[A run of records]
★ ★ ★

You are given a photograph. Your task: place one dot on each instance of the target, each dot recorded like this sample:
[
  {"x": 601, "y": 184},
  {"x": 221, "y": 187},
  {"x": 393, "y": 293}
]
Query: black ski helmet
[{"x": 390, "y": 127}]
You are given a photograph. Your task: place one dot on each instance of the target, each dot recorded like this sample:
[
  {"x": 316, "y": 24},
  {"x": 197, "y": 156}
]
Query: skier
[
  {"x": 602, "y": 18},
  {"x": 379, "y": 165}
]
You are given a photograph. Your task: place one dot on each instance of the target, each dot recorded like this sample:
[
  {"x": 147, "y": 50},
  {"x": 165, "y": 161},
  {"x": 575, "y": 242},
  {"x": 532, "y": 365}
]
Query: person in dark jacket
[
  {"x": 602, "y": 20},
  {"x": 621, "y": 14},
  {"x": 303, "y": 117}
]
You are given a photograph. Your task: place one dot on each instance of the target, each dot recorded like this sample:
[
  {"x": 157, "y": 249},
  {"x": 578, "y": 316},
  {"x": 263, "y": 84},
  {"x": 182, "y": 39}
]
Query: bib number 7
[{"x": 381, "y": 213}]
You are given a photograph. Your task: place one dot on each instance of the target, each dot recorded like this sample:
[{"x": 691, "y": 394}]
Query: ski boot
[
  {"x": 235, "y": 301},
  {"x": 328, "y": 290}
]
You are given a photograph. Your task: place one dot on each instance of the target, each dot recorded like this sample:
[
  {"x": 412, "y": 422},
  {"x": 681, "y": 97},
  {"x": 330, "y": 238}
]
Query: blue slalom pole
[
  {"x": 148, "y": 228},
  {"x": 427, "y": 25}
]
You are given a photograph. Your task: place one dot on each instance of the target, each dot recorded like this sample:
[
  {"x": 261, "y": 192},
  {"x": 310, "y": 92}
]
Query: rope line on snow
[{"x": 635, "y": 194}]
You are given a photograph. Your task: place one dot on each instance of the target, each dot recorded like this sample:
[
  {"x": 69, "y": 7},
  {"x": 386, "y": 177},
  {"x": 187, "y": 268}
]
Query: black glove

★ ★ ★

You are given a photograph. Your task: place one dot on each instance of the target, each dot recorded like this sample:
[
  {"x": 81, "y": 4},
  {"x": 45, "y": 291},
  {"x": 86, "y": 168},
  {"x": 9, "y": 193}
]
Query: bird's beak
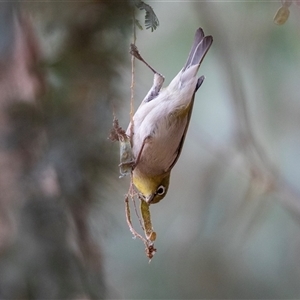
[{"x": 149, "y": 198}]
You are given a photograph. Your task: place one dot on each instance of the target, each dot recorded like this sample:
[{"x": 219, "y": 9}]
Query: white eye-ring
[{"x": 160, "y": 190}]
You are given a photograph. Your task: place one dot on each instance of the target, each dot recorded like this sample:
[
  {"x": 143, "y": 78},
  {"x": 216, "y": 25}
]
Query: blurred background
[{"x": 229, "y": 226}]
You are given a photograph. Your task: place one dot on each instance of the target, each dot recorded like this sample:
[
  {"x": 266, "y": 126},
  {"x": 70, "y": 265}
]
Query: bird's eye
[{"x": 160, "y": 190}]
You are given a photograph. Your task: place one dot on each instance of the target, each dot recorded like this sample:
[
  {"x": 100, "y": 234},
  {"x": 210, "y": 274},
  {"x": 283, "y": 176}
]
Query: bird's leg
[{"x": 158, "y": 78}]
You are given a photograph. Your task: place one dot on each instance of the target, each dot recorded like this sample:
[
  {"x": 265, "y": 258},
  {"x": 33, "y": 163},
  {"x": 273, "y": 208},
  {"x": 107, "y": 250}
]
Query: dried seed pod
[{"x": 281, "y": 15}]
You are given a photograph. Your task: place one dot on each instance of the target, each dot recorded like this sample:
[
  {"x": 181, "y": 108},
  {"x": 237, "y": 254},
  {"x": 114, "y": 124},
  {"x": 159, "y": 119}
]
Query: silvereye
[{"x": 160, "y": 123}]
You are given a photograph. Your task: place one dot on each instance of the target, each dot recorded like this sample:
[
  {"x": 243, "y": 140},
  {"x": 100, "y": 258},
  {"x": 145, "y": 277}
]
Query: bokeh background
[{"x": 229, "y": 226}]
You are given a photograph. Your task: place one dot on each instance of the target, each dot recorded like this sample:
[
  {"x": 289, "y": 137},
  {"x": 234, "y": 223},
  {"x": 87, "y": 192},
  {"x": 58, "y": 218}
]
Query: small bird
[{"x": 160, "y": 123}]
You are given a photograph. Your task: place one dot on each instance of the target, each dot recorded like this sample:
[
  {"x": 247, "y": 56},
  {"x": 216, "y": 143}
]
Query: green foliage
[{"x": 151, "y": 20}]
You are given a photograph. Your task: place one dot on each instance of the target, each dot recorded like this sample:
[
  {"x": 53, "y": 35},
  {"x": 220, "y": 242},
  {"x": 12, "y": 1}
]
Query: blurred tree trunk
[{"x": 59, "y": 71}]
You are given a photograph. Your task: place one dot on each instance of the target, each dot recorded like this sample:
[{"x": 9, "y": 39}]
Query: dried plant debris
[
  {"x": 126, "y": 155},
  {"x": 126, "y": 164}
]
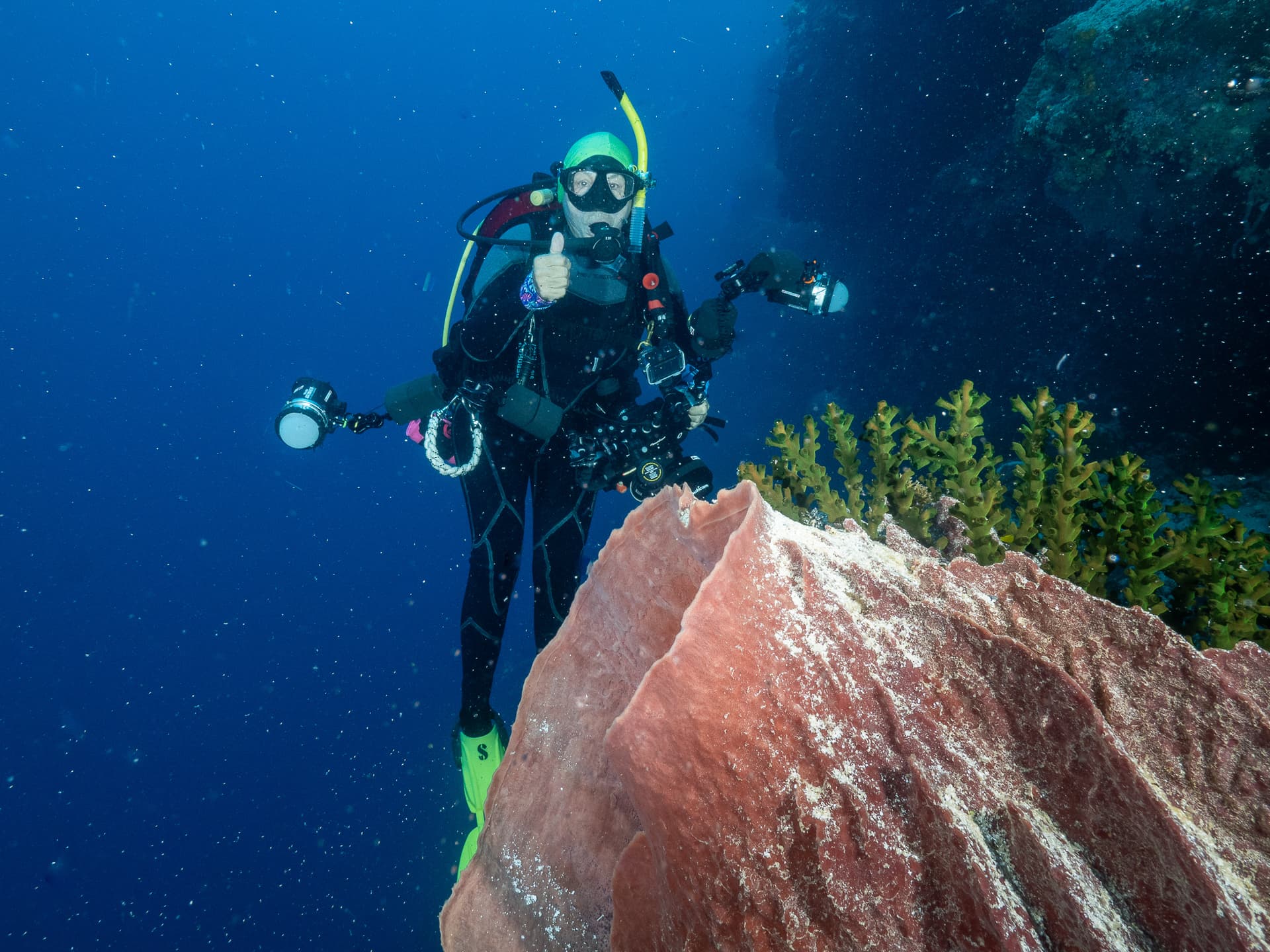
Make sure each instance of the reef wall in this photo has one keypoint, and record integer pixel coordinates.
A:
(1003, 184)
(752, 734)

★ ★ ★

**Directions for this task:** List each line from the records above that includes the word "background".

**Result of the exercise:**
Query: blurred background
Query: bokeh background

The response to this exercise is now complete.